> _EXERCISE BRIEF_: Your job is to write out each record exactly, leaving none out.

--- PROVIDED DATA ---

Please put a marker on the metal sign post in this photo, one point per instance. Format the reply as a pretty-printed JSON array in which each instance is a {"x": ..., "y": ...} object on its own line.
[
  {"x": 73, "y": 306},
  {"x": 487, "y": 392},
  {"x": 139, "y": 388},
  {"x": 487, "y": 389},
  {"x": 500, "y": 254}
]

---

> _SOLUTION_:
Please put a marker on the metal sign post in this photo, one point per instance. Format the reply as a pretty-printed JSON array in which each instance is a {"x": ..., "y": ...} object on its own line.
[
  {"x": 73, "y": 306},
  {"x": 487, "y": 392},
  {"x": 139, "y": 388},
  {"x": 487, "y": 389},
  {"x": 500, "y": 254}
]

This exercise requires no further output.